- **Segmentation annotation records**
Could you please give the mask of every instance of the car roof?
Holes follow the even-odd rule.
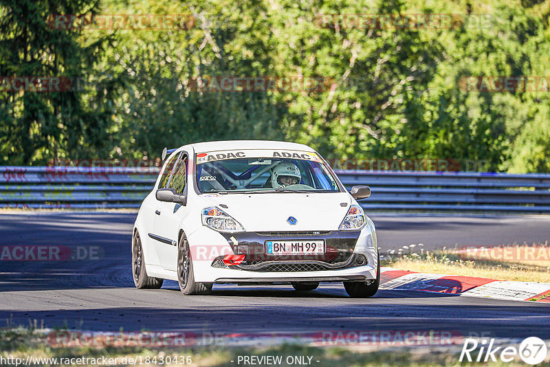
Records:
[[[315,152],[315,150],[305,144],[276,140],[222,140],[193,143],[184,146],[192,147],[195,152],[237,149],[289,149]]]

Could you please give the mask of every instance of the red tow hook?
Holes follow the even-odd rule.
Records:
[[[238,265],[245,259],[245,255],[226,255],[223,257],[223,263],[226,265]]]

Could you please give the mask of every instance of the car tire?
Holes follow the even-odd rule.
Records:
[[[380,255],[378,254],[378,265],[376,267],[376,280],[371,283],[366,282],[344,282],[346,292],[352,298],[367,298],[378,291],[380,285]]]
[[[292,283],[292,287],[300,292],[313,291],[319,287],[319,282],[296,282]]]
[[[192,258],[184,233],[179,236],[177,247],[177,282],[179,289],[186,296],[206,295],[212,290],[212,283],[195,281]]]
[[[162,278],[147,275],[145,259],[143,257],[143,245],[137,231],[132,241],[132,278],[135,287],[140,289],[158,289],[162,287],[164,281]]]

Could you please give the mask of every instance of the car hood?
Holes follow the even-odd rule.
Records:
[[[207,194],[201,197],[236,219],[246,231],[254,232],[337,230],[351,203],[347,192]],[[295,225],[287,221],[289,216],[296,219]]]

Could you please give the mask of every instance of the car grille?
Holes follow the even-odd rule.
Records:
[[[246,264],[239,265],[228,266],[223,263],[223,257],[220,256],[215,259],[212,266],[213,267],[234,269],[244,270],[247,271],[256,271],[260,273],[267,272],[292,272],[292,271],[323,271],[326,270],[337,270],[358,266],[355,259],[349,258],[348,260],[336,264],[323,263],[320,261],[308,262],[301,261],[300,263],[294,262],[280,262],[276,261],[250,261]],[[265,264],[265,263],[270,263]],[[363,264],[364,265],[364,264]]]
[[[270,237],[277,237],[280,236],[325,236],[331,233],[331,231],[285,231],[285,232],[256,232],[259,236],[267,236]]]

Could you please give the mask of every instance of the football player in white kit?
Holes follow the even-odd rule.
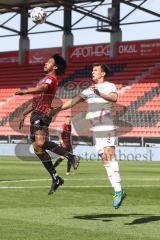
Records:
[[[114,188],[113,207],[119,208],[126,196],[121,186],[118,161],[115,156],[116,136],[112,105],[117,101],[118,92],[115,84],[106,80],[108,67],[95,63],[92,70],[93,85],[83,90],[78,96],[65,102],[61,110],[72,108],[79,102],[86,101],[88,111],[86,119],[91,123],[95,147],[101,156],[108,179]]]

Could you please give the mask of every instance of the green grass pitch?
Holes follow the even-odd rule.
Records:
[[[41,163],[0,158],[0,240],[159,240],[160,162],[120,162],[127,192],[112,207],[113,189],[101,161],[82,161],[48,196],[50,178]]]

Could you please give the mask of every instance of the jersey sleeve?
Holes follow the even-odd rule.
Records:
[[[81,93],[80,96],[84,99],[89,98],[93,94],[93,91],[90,88],[84,89]]]
[[[44,83],[47,83],[47,84],[51,85],[52,84],[52,79],[46,78]]]
[[[112,84],[112,85],[111,85],[111,93],[118,93],[118,90],[117,90],[115,84]]]

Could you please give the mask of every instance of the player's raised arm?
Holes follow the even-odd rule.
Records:
[[[71,100],[68,100],[67,102],[63,103],[61,110],[66,110],[69,108],[72,108],[73,106],[75,106],[76,104],[83,102],[85,99],[82,98],[80,95],[72,98]]]
[[[117,99],[118,99],[117,92],[102,93],[98,90],[98,88],[96,86],[93,86],[92,89],[93,89],[95,94],[104,98],[105,100],[110,101],[110,102],[117,102]]]
[[[33,107],[32,107],[32,102],[28,105],[28,107],[25,109],[25,111],[21,114],[20,116],[20,121],[19,121],[19,129],[23,128],[24,120],[26,116],[32,112]]]
[[[48,91],[48,84],[45,83],[29,90],[19,90],[15,92],[15,95],[38,94],[38,93],[47,92],[47,91]]]

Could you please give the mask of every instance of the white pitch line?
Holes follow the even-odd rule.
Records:
[[[65,181],[101,181],[107,180],[106,178],[64,178]],[[123,181],[126,180],[135,180],[135,181],[160,181],[160,178],[123,178]],[[18,179],[18,180],[0,180],[1,183],[18,183],[18,182],[41,182],[41,181],[51,181],[50,178],[42,179]]]
[[[159,185],[126,185],[125,188],[142,188],[142,187],[160,187]],[[0,189],[33,189],[33,188],[49,188],[49,186],[0,186]],[[97,186],[62,186],[61,188],[111,188],[111,186],[97,185]]]

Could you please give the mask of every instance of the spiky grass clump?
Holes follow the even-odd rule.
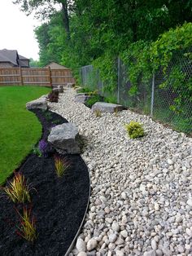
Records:
[[[101,117],[102,112],[100,109],[95,109],[94,113],[96,117]]]
[[[31,216],[31,207],[28,210],[26,206],[24,206],[23,216],[16,210],[16,212],[20,217],[20,225],[18,227],[19,230],[16,232],[16,233],[25,240],[33,242],[34,240],[37,239],[37,234],[35,224],[36,219],[34,216]]]
[[[131,139],[144,136],[142,124],[140,124],[137,121],[131,121],[129,124],[125,124],[124,127]]]
[[[62,177],[66,170],[70,166],[69,162],[67,161],[66,158],[62,158],[60,157],[55,157],[55,171],[58,175],[58,177]]]
[[[15,173],[13,180],[9,186],[2,188],[14,203],[31,201],[29,185],[27,184],[24,175],[20,173]]]

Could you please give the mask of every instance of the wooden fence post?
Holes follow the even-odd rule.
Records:
[[[21,86],[24,85],[24,79],[23,79],[23,74],[22,74],[22,68],[20,67],[20,84]]]
[[[50,87],[52,87],[52,76],[51,76],[50,67],[48,67],[48,70],[49,70],[50,86]]]

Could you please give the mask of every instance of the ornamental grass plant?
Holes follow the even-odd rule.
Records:
[[[36,219],[34,216],[31,216],[32,207],[28,209],[26,206],[23,208],[23,215],[21,215],[18,210],[17,214],[20,217],[20,225],[17,226],[18,230],[16,233],[25,240],[33,242],[37,239],[37,234],[36,230]]]

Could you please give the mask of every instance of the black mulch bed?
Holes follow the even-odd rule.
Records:
[[[50,111],[33,111],[43,126],[46,139],[53,125],[67,120]],[[71,164],[66,175],[58,178],[53,154],[30,154],[20,169],[36,189],[31,191],[32,214],[37,218],[37,239],[33,244],[16,234],[20,217],[15,205],[0,198],[0,255],[64,255],[83,219],[89,192],[87,166],[79,155],[65,156]],[[28,204],[30,207],[30,204]],[[23,205],[15,205],[22,213]]]

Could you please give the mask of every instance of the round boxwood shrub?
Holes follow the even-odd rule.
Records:
[[[144,129],[142,124],[137,121],[131,121],[129,124],[125,124],[124,127],[131,139],[136,139],[144,136]]]

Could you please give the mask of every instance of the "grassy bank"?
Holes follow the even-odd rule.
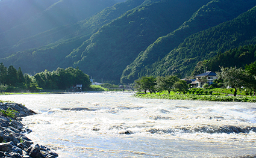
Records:
[[[213,102],[256,102],[256,97],[254,96],[230,96],[223,95],[195,95],[188,94],[178,94],[171,93],[170,94],[163,93],[157,94],[138,94],[134,95],[136,97],[144,99],[172,99],[186,100],[202,100]]]

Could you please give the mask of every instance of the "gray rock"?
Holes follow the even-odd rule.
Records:
[[[47,152],[48,152],[49,154],[52,155],[52,156],[55,156],[55,157],[58,157],[58,154],[57,153],[54,153],[54,152],[53,152],[53,151],[51,151],[51,150],[48,150],[48,151],[47,151]]]
[[[0,151],[11,152],[13,147],[15,146],[13,142],[9,142],[7,143],[0,143]]]
[[[22,150],[21,148],[18,148],[16,146],[13,146],[13,148],[11,148],[11,150],[13,152],[19,153],[20,154],[22,154],[22,153],[23,153]]]
[[[20,154],[19,153],[17,153],[15,152],[11,152],[9,153],[10,156],[11,156],[11,157],[15,157],[15,158],[22,158],[22,155]]]
[[[40,148],[39,145],[38,144],[36,145],[35,147],[34,147],[31,151],[30,151],[30,153],[28,154],[29,156],[30,156],[34,158],[40,158],[42,154],[40,152]]]

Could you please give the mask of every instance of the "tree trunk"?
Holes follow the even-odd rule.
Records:
[[[235,91],[234,92],[234,97],[236,97],[237,90],[236,88],[234,88],[235,89]]]

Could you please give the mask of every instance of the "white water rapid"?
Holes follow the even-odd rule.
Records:
[[[27,136],[59,157],[256,154],[256,104],[142,99],[115,93],[0,96],[38,115]]]

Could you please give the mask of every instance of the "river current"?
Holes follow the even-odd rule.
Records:
[[[131,94],[0,96],[38,115],[27,136],[59,157],[233,157],[256,154],[256,104],[143,99]]]

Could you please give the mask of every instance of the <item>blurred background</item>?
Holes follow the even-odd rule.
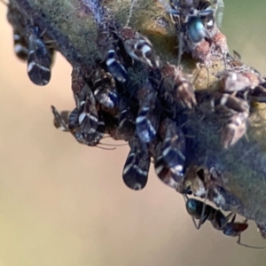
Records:
[[[265,74],[266,2],[224,2],[231,50]],[[145,190],[127,188],[127,146],[87,147],[55,129],[51,105],[74,106],[71,67],[57,54],[50,84],[35,86],[5,13],[0,4],[1,266],[265,265],[266,250],[240,246],[208,223],[197,231],[153,165]],[[253,222],[242,240],[266,246]]]

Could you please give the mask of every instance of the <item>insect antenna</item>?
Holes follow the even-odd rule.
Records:
[[[93,146],[93,147],[96,147],[96,148],[99,148],[99,149],[102,149],[102,150],[106,150],[106,151],[113,151],[113,150],[116,150],[116,147],[113,147],[113,148],[106,148],[106,147],[102,147],[100,146],[99,145],[103,145],[105,144],[102,144],[102,143],[98,143],[98,145]]]
[[[182,59],[182,55],[183,55],[183,46],[184,46],[184,43],[183,43],[183,37],[184,37],[184,33],[180,32],[178,34],[178,57],[177,57],[177,67],[180,66],[181,64],[181,59]]]
[[[5,4],[7,7],[9,7],[10,5],[10,3],[6,3],[5,1],[4,0],[0,0],[4,4]]]
[[[122,145],[111,145],[111,144],[107,144],[107,143],[101,143],[101,142],[99,142],[99,144],[102,145],[106,145],[106,146],[114,146],[114,147],[121,147],[121,146],[126,146],[126,145],[128,145],[127,143],[122,144]]]
[[[129,24],[129,20],[130,20],[130,19],[132,17],[132,12],[133,12],[133,8],[134,8],[135,3],[136,3],[136,0],[131,0],[131,5],[130,5],[130,10],[129,10],[129,19],[128,19],[128,21],[127,21],[125,27],[128,27]]]

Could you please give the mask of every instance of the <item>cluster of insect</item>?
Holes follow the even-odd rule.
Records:
[[[75,107],[59,112],[52,106],[54,124],[89,146],[100,146],[106,134],[129,142],[130,150],[122,172],[128,187],[141,190],[146,185],[153,158],[160,179],[184,194],[197,229],[209,221],[223,234],[238,236],[238,243],[244,245],[240,234],[248,226],[246,220],[235,222],[235,213],[225,216],[205,201],[188,198],[194,194],[208,199],[215,175],[215,171],[206,174],[200,170],[189,176],[190,137],[183,125],[188,110],[203,115],[219,113],[223,120],[221,149],[229,149],[245,136],[250,101],[265,101],[266,82],[255,69],[229,54],[226,37],[215,21],[222,20],[222,0],[160,2],[179,40],[176,65],[162,62],[148,38],[129,27],[129,20],[121,26],[98,1],[82,0],[98,25],[96,43],[101,59],[90,67],[74,66]],[[7,17],[13,26],[15,52],[27,60],[30,80],[36,85],[46,85],[51,78],[54,43],[45,36],[45,31],[25,20],[11,4]],[[224,70],[216,74],[218,90],[195,90],[180,64],[184,52],[197,60],[199,67],[208,69],[215,60],[223,62]],[[136,82],[134,74],[140,73],[145,78]],[[199,183],[204,193],[199,193]],[[195,219],[200,220],[199,224]]]

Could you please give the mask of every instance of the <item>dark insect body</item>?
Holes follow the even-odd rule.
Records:
[[[160,73],[163,78],[162,86],[173,101],[188,108],[196,106],[195,89],[185,78],[180,66],[166,64],[160,68]]]
[[[27,27],[27,74],[36,85],[44,86],[51,79],[51,53],[42,39],[38,27]]]
[[[154,139],[159,128],[160,106],[157,92],[148,82],[137,93],[140,106],[136,119],[136,133],[144,143]]]
[[[159,57],[153,47],[152,43],[132,27],[124,27],[118,31],[127,53],[136,60],[138,60],[152,68],[159,67]]]
[[[188,199],[186,197],[185,207],[189,215],[192,217],[196,229],[207,220],[211,223],[213,227],[229,237],[238,237],[237,243],[251,248],[262,249],[264,247],[253,246],[241,243],[241,233],[248,227],[247,220],[244,222],[235,222],[236,214],[231,213],[225,216],[219,209],[216,209],[210,205],[196,199]],[[196,225],[195,219],[200,220],[199,224]]]
[[[114,108],[118,104],[115,82],[108,72],[98,67],[93,74],[93,89],[96,99],[106,108]]]
[[[22,61],[27,61],[28,57],[28,43],[25,36],[20,32],[13,31],[14,51],[16,56]]]
[[[123,181],[133,190],[142,190],[147,184],[151,155],[146,145],[137,137],[129,142],[130,151],[123,168]]]
[[[176,122],[168,118],[160,122],[159,134],[162,142],[155,147],[155,172],[165,184],[177,189],[184,181],[185,172],[184,135]]]
[[[106,125],[102,116],[99,117],[97,130],[94,133],[88,134],[81,129],[78,121],[78,110],[76,108],[71,113],[64,111],[61,113],[54,106],[51,106],[51,110],[56,128],[62,131],[70,132],[80,144],[96,146],[103,138],[106,132]]]

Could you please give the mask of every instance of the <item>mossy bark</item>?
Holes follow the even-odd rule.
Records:
[[[106,0],[115,19],[125,25],[129,11],[129,0]],[[177,61],[177,37],[171,24],[165,20],[165,12],[155,0],[139,1],[133,12],[130,26],[146,35],[153,43],[163,62]],[[82,0],[11,0],[24,14],[32,20],[50,39],[56,49],[72,65],[90,67],[99,54],[96,45],[97,26],[90,10]],[[196,80],[197,90],[211,85],[215,89],[215,73],[223,68],[217,61],[211,71],[197,68],[189,56],[183,57],[184,70]],[[196,79],[197,77],[197,79]],[[237,210],[254,220],[263,230],[266,224],[266,145],[265,108],[261,105],[254,108],[249,119],[248,141],[243,137],[228,150],[219,144],[220,124],[211,117],[207,121],[200,115],[189,116],[186,128],[191,135],[191,164],[217,165],[222,172],[222,183],[231,196],[227,196],[227,210]],[[233,200],[232,199],[237,199]]]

- **Requirement**
Output the lines from the line containing "the <item>mossy bark</item>?" to the end, both included; add nothing.

- **Answer to the problem**
Could you please give the mask of every instance of the <item>mossy bark</item>?
Holes follow the even-odd rule.
Records:
[[[106,0],[115,19],[125,25],[129,11],[129,0]],[[177,61],[177,37],[171,24],[165,20],[165,12],[155,0],[139,1],[133,12],[130,26],[146,35],[153,43],[163,62]],[[82,0],[11,0],[24,14],[32,20],[50,39],[56,49],[72,65],[90,67],[99,54],[96,45],[97,26],[90,10]],[[196,80],[197,90],[211,85],[215,89],[215,73],[223,68],[217,61],[211,71],[197,68],[189,56],[183,57],[184,70]],[[196,79],[197,77],[197,79]],[[237,210],[254,220],[263,230],[266,224],[266,145],[265,108],[261,105],[254,108],[249,119],[248,141],[243,137],[228,150],[219,144],[220,124],[211,117],[207,121],[200,115],[189,116],[186,128],[191,135],[191,164],[217,165],[222,172],[222,183],[231,196],[227,196],[227,210]],[[233,200],[232,199],[237,199]]]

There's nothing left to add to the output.